Read the lines below, and copy any that contain the string "clear".
>>
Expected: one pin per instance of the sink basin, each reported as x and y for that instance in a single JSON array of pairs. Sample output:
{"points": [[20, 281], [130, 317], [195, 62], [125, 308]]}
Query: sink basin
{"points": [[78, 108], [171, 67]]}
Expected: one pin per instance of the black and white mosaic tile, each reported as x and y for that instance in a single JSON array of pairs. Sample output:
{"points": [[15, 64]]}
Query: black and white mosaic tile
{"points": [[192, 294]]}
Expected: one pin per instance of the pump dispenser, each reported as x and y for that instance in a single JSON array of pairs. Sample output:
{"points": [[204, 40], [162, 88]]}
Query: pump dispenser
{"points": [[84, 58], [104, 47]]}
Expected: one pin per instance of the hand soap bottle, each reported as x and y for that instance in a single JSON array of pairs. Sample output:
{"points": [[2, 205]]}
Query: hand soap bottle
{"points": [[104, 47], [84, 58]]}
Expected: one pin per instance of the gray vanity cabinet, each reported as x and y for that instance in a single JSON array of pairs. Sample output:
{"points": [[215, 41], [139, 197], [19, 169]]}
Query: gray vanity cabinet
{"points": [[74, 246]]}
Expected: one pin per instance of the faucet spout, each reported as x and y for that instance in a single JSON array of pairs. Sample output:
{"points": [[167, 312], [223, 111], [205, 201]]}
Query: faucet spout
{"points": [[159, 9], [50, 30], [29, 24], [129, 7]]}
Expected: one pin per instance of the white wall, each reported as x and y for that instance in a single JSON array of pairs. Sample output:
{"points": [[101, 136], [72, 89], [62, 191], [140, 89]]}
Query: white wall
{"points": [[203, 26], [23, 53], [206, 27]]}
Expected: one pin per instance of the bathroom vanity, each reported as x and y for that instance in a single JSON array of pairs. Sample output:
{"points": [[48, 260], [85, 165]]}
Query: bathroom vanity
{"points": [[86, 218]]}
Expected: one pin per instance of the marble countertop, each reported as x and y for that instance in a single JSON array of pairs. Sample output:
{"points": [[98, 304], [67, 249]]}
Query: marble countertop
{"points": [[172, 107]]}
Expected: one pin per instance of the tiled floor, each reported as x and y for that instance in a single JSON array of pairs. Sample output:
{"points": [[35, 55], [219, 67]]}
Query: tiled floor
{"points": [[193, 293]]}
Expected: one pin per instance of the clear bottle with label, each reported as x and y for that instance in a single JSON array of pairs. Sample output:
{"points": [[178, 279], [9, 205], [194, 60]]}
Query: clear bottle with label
<<
> [THE ANSWER]
Expected: one pin per instance of the clear bottle with label, each reported as x and y for that instance in a single JSON array of pairs. Sample output:
Query: clear bottle with label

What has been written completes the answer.